**Short problem**
Return the full material exactly.
***** Information given *****
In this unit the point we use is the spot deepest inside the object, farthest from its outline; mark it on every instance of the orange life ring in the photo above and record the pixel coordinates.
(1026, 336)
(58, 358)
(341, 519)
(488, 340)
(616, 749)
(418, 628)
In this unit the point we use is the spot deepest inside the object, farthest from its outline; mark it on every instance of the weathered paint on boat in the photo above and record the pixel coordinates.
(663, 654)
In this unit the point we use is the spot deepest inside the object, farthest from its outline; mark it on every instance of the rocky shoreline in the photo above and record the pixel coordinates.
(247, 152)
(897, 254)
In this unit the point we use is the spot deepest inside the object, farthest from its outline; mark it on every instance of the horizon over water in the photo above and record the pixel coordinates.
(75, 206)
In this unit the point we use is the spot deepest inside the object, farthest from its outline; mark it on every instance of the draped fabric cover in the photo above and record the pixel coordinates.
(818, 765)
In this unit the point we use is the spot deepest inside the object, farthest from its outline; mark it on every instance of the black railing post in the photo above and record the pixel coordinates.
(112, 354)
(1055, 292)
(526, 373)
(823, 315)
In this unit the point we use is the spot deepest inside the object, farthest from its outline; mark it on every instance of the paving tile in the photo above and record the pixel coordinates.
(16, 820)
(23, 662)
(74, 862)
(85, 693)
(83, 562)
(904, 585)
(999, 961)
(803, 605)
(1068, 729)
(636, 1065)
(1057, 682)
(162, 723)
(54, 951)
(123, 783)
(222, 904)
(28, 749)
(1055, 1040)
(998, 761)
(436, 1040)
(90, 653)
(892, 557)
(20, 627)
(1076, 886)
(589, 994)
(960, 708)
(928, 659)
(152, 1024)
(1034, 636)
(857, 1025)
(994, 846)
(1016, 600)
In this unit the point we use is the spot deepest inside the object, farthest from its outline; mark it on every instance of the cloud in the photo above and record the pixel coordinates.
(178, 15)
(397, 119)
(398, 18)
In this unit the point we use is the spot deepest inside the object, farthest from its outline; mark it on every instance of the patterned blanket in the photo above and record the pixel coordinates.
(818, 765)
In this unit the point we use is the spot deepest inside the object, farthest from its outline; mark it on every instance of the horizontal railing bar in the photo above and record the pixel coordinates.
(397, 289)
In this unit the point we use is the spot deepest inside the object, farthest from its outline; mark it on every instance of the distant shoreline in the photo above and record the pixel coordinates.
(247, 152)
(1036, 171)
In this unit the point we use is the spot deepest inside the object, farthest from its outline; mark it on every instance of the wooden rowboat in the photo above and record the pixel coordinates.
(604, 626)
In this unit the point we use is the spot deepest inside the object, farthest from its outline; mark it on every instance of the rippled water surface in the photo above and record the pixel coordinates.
*****
**Answer for the task**
In this unit the point we use is the spot deepest inside the object, farthest from its outline; mark it on every instance of the orange life ring in the photo above and record the pixel coordinates.
(1026, 336)
(58, 358)
(341, 519)
(488, 340)
(616, 749)
(418, 628)
In this unit the point we use is the spot deepest inside the object, farthest from its outline; mark it on every instance of the weathered paint on boat in the photo above and record the pixel coordinates.
(663, 654)
In this unit the point we use is the spot deepest inside the object, farthest from its outline; mark it on every instance of the rocky shoreline in the photo above and record the pixel coordinates.
(247, 152)
(897, 254)
In this unit the point we use is the spot deepest inside the object, farthest from its outline; mark it on every instance of the horizon over water in the photo above and record the pixel coordinates.
(75, 206)
In this unit the point we use is the spot deepest inside the object, farthest from its outline; mark it on every instance of the draped fabric cover in the photo above and record the pixel coordinates.
(818, 765)
In this unit the point we use is the spot deepest inside the object, farthest from its outline; mark it on every instance of the black railing post in the photo above and record the pixel coordinates.
(112, 354)
(1055, 292)
(526, 373)
(823, 315)
In this unit the point we use is the spot deepest inside the object, farthest from its outline; mark it on every instance of the paving tile in the photo above and record the pixel coordinates.
(16, 820)
(23, 662)
(74, 862)
(85, 693)
(83, 562)
(904, 585)
(999, 961)
(803, 605)
(1068, 729)
(636, 1065)
(1057, 682)
(162, 723)
(54, 951)
(123, 783)
(222, 904)
(28, 749)
(1055, 1040)
(998, 761)
(436, 1040)
(90, 653)
(892, 557)
(20, 627)
(1076, 886)
(589, 994)
(960, 708)
(928, 659)
(152, 1024)
(1034, 636)
(857, 1025)
(994, 846)
(1016, 600)
In this unit the point we use is the spot deepest inside the object, farthest from its outline; mark it on every instance of the cloud in the photo above and record the pixel coordinates.
(178, 15)
(397, 119)
(398, 18)
In this unit the point we use is the spot deepest inside the object, farthest from its outline; mark it on every instance of the patterned blanket in the photo above and record the pixel coordinates.
(818, 765)
In this unit the point we use is the spot deepest inside the object, farthest from its outline; mark it on every instance of the horizontal railing bar in the photo above and record the pixel coordinates.
(397, 289)
In this unit the point we use is the spot deepest inside the object, farthest from its outline; mark it on every instance of the distant shoreline in the photo above and record the pixel coordinates.
(247, 152)
(1036, 171)
In this unit the point we use is the spot deepest inside the object, farthest from its outline; mark it on every instance of the wooden rowboat in the photo above and record the pixel coordinates.
(604, 626)
In this unit the point we use is the spot deepest inside the object, farthest from its outline; mark it on every instance of the rippled water surface in the photo above and record the pixel coordinates.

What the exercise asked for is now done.